▶ [INFORMATION SUPPLIED]
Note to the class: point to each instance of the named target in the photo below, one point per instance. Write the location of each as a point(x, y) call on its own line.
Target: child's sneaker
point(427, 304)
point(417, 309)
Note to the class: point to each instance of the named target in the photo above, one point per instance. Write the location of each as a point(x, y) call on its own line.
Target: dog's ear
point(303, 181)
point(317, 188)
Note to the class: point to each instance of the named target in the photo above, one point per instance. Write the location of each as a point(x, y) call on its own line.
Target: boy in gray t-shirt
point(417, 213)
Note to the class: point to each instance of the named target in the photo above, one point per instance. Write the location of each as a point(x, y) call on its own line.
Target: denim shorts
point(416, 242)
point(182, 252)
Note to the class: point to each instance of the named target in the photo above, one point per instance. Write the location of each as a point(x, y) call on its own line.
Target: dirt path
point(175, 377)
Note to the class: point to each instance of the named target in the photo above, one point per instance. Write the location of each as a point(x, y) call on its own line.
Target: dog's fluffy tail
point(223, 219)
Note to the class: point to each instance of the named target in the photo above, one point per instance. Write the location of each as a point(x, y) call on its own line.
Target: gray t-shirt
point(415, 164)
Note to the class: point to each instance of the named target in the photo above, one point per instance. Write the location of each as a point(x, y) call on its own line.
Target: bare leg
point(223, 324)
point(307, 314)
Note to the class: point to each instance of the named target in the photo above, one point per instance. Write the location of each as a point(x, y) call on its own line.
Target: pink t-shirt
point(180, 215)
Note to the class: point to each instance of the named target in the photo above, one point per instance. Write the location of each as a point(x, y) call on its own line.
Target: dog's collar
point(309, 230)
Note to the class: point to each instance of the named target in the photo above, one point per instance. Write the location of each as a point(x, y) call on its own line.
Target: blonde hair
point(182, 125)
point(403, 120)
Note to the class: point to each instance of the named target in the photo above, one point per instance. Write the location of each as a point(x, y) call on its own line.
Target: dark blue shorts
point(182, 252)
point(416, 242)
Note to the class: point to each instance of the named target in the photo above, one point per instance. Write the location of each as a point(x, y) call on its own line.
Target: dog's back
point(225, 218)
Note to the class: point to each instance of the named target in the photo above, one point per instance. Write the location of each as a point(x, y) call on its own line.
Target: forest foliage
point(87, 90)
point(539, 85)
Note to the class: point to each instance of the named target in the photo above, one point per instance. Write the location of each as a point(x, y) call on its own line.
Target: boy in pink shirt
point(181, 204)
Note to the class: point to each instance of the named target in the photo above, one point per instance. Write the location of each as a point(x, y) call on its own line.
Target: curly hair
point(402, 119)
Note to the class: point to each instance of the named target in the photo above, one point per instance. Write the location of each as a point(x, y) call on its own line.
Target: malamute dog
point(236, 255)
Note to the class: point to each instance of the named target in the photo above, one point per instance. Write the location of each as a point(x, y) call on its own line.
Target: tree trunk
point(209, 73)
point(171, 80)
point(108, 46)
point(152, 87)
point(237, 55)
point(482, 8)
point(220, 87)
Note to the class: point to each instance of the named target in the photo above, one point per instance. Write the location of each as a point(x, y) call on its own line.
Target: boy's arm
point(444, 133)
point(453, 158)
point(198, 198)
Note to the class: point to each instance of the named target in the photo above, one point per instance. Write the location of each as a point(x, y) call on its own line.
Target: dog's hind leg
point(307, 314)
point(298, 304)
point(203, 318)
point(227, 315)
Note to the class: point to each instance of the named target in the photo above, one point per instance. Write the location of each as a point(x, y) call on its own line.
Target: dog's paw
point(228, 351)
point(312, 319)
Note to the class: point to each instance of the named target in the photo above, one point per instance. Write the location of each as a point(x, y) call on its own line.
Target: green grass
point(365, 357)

▶ [GIVEN INSTRUCTION]
Retype the rows above from the very first line through the line that contains "point(417, 309)", keeping both of those lines.

▶ [WRITTEN RESPONSE]
Note to the class: point to each instance of the named target in the photo below, one point per instance. Write the location of each as a point(x, y) call on its own line.
Target: child's sneaker
point(427, 304)
point(417, 309)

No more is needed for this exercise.